Article

* START *

# Antenna TV Channel



## sliderbob (Aug 10, 2007)

Any word if Dish Network will carry Antenna TV? A lot of old shows that I haven't seen in decades.

http://www.antennatv.tv/


----------



## Glen_D (Oct 21, 2006)

Are you talking about a local digital subchannel that carries AntennaTV, or were you thinking a national feed?

In either case, I don't expect a service like that to show up on either Dish or DirecTV as a national feed, and they apparently offer local digital subchannels in only a very few markets. I don't think english-language sevices like AntennaTV, RTV, MeTV, etc., that are intended for local digital subchannels, make national feeds available to Cable/satellite carriers.

In my market, for example, Dish, DirecTV, and AT&T U-verse don't carry any of the local digital subchannels. I know Time Warner, the dominant Cable TV service in the area, offers the Spanish-language services (LATV, Mexicanal, EstrellaTV) that are broadcast on local English-language station's subchannels, in addition to the local ABC, CBS, NBC, PBS, FOX, CW, MYN, Univision, Telemundo, Azteca, and Teleflutura affiliates. TW also carries feeds for the three local PBS subchannels.


----------



## paja (Oct 23, 2006)

In the Chicago area Comcast carries sub-channels and there are many. ANTENNA TV just went at the first of the year. It is a sub-channel here of WGN at 9.2 OTA.


----------



## Jhon69 (Mar 28, 2006)

Do you have an outside TV antenna?.The only way I know of to get SV channels right now is to have a Dish Network receiver or TV with a digital"over the air" tuner(s) in it.To see if you can receive "over the air"(OTA) channels go to www.antennaweb.org or www.tvfool.com and enter your address to find out.Good Luck!

* END *

Job
Reproduce word for word the passage of the Antenna TV thread starting with "Do you have" and going on through "find out.Good Luck!".

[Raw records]
* START *

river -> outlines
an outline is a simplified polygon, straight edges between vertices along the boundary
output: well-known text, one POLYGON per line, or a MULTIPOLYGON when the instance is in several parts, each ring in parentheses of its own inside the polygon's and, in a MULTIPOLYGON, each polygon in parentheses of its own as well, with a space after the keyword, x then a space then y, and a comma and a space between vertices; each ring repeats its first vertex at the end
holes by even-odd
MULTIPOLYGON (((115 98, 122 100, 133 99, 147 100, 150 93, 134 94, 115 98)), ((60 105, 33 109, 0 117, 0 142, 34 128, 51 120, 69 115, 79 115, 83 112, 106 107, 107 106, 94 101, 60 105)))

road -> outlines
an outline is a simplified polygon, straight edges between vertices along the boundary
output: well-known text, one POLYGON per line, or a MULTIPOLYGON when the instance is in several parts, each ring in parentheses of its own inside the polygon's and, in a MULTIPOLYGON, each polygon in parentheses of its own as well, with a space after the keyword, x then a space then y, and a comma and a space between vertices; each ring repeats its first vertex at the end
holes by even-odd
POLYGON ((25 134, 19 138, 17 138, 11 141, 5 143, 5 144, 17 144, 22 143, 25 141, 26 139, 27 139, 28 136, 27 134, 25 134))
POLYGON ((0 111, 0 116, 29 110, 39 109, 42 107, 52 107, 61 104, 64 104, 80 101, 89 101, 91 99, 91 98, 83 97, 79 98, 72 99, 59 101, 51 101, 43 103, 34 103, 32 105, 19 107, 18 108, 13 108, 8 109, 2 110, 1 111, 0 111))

* END *
* START *

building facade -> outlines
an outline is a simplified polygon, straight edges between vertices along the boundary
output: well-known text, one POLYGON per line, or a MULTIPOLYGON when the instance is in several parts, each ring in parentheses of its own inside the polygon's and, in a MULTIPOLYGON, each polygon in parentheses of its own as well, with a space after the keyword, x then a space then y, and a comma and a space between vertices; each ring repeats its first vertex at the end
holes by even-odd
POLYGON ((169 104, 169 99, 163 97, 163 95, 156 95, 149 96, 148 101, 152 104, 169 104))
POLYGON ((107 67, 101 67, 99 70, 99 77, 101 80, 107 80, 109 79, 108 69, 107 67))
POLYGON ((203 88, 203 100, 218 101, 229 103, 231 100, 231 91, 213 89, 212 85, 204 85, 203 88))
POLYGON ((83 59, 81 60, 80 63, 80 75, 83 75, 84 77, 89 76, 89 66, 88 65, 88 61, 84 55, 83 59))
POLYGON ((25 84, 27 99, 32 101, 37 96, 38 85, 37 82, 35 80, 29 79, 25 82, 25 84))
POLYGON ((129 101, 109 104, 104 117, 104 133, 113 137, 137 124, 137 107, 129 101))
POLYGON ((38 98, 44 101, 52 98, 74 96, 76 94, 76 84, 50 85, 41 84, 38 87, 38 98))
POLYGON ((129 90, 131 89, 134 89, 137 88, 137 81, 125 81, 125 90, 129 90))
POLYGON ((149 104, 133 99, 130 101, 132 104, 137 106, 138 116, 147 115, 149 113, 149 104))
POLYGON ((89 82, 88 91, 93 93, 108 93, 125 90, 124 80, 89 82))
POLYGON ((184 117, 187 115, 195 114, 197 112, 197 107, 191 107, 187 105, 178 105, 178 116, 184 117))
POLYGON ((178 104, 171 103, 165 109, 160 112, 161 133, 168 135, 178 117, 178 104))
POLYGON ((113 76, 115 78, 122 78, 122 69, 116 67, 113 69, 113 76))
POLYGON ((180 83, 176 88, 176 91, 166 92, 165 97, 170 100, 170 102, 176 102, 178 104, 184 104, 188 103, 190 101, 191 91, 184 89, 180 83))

* END *
* START *

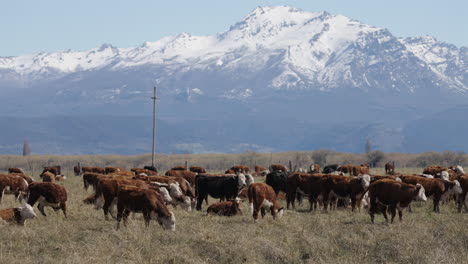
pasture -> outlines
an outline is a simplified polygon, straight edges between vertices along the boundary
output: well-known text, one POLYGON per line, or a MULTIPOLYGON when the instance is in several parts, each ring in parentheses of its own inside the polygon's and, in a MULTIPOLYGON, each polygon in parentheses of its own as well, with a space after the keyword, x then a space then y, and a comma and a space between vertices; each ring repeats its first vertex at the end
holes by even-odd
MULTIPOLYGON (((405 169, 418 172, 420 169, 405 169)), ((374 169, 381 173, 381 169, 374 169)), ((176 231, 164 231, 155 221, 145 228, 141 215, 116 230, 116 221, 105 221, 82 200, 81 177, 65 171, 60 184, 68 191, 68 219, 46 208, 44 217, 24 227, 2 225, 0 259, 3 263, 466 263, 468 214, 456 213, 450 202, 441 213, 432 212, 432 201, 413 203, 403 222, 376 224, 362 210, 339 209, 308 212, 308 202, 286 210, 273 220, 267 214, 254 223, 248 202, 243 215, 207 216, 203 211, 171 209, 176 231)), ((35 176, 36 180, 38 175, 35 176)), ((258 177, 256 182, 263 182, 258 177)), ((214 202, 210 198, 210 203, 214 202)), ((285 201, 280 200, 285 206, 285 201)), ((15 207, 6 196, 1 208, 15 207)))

* END *

Answer for the task
Do you have an outside TV antenna?.The only way I know of to get SV channels right now is to have a Dish Network receiver or TV with a digital"over the air" tuner(s) in it.To see if you can receive "over the air"(OTA) channels go to www.antennaweb.org or www.tvfool.com and enter your address to find out.Good Luck!